Alıntı Metin:
____________________

Sinan Bezircilioğlu, kentin pek çok alanda potansiyelini tam olarak kullanamamış olmasının ardında yatan tartışmaları da değerlendirdi. Bezircilioğlu, İzmir'de son 30-40 yıldır sürekli gündeme gelen ve kendisinin "şehir geyiği" olarak nitelendirdiği "İzmir ne şehri olmalı? İzmir kongreler şehri mi olmalı? İzmir turizm şehri mi olmalı? İzmir tarım şehri mi olmalı? İzmir sanayi şehri mi olmalı?" tartışmasına kökten karşı çıktığını sert bir dille ifade etti. Kenti tek bir kalemle veya tek bir sektörle bağdaştırmanın büyük bir hata olduğunu vurgulayan Bezircilioğlu, İzmir'in çok yönlü zenginliğini şu sözlerle ifade etti:


"İzmir'i tek bir kalemle bağdaştıramazsınız. Bu şehir kongreler şehri mi, turizm şehri mi, tarım şehri mi, sanayi şehri mi olmalı tartışması 30-40 yıldır sürüyor, ben buna kökten karşı çıkıyorum." İzmir'in tek bir alana sıkıştırılamayacağının altını çizen Bezircilioğlu, Aliağa gibi petrokimya devlerinin olduğu bir sanayi bölgesi varken, Bayındır'ın süs bitkileri ve fidancılıkta rakipsiz olduğunu; turizmde ise Antalya'da olmayan Meryem Ana gibi kültürel ve inanç turizmi değerlerine sahip olduğunu belirtti. Bezircilioğlu, lojistik ve coğrafi konumuyla da Ege Bölgesi'nin başşehri konumunda olan İzmir'in, tüm bu alanlardaki potansiyeli aynı anda kullanması gerektiğini ifade etti.


İzmir'in ilçelerinin birbirinden farklı ve güçlü potansiyellere sahip olduğunu belirten Bezircilioğlu, kenti tek bir kimlikle tanımlamanın yanlış olduğunu savundu.


Kuzey Aksı (Aliağa-Bergama): "Aliağa, 50 yıl önce balıkçı kasabasıydı, bugün Türkiye'nin Dubai'si oldu. Petrokimyası, rafinerisi ve limanlarıyla devasa bir sanayi üssü. Bakırçay havzası ise tarım ve sanayiyi birleştiriyor."


Güney Aksı (Küçük Menderes): "Tire, Ödemiş, Torbalı, Menderes, Selçuk, Bayındır... Burası dünyanın en verimli havzalarından biri. Süt, hayvancılık ve fidancılıkta Türkiye'ye katma değer sağlıyor."

____________________

Veriler:
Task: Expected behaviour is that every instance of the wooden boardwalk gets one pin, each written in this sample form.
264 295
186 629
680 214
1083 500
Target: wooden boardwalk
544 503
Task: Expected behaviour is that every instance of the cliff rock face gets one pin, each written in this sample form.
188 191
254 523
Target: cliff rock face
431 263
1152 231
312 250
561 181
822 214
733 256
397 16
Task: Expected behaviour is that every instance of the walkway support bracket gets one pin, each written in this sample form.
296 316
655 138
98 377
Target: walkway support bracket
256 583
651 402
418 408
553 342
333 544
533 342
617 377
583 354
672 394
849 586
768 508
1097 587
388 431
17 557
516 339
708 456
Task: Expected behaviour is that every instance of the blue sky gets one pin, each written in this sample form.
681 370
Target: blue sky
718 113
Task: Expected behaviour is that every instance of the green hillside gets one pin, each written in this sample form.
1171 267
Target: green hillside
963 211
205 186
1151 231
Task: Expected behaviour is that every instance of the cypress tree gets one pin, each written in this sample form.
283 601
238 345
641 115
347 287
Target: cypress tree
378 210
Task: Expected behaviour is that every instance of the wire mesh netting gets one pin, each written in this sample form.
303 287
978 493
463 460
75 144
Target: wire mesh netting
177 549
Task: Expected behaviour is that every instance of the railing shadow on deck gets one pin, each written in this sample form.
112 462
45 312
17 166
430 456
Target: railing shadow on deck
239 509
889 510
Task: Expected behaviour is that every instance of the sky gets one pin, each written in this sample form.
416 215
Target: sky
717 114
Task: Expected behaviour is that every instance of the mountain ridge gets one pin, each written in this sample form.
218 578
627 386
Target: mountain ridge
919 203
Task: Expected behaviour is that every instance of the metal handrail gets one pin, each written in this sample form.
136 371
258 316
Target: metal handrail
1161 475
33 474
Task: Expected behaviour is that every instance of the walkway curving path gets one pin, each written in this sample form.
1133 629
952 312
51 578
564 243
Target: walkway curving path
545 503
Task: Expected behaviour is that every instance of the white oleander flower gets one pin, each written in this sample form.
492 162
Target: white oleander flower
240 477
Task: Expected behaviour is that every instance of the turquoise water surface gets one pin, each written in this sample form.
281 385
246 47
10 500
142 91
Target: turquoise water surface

____________________

Yapılacak Görevler:
1. Alıntı metni iki cümleyle özetleyin.
2. Alıntı metinde "Güney Aksı (Küçük Menderes)" başlığı altında sayılan ilçelerin hepsini sıralayın.
3. Aşağıdaki ifadelerin alıntı metinle uyuşup uyuşmadığını belirtin: (a) Aliağa, 50 yıl önce bir balıkçı kasabasıydı. (b) Bezircilioğlu, İzmir'in yalnızca turizm şehri olması gerektiğini savunuyor. (c) Meryem Ana, Antalya'da da bulunan bir inanç turizmi değeridir.

Alıştırma Yanıtları:
1. Sinan Bezircilioğlu, İzmir'in kongreler, turizm, tarım ya da sanayi şehri mi olması gerektiği yönünde 30-40 yıldır süren tartışmaya kökten karşı çıktı ve kenti tek bir kimlikle tanımlamanın yanlış olduğunu savundu. Aliağa'nın sanayisini, Bayındır'ın süs bitkileri ve fidancılığını, Meryem Ana gibi inanç turizmi değerlerini örnek veren Bezircilioğlu, Ege Bölgesi'nin başşehri konumundaki İzmir'in bu alanlardaki potansiyeli aynı anda kullanması gerektiğini belirtti.

2. Tire, Ödemiş, Torbalı, Menderes, Selçuk, Bayındır

3.
(a) Evet: "Aliağa, 50 yıl önce balıkçı kasabasıydı"
(b) Hayır: "kenti tek bir kimlikle tanımlamanın yanlış olduğunu savundu"
(c) Hayır: "Antalya'da olmayan Meryem Ana gibi kültürel ve inanç turizmi değerlerine sahip olduğunu"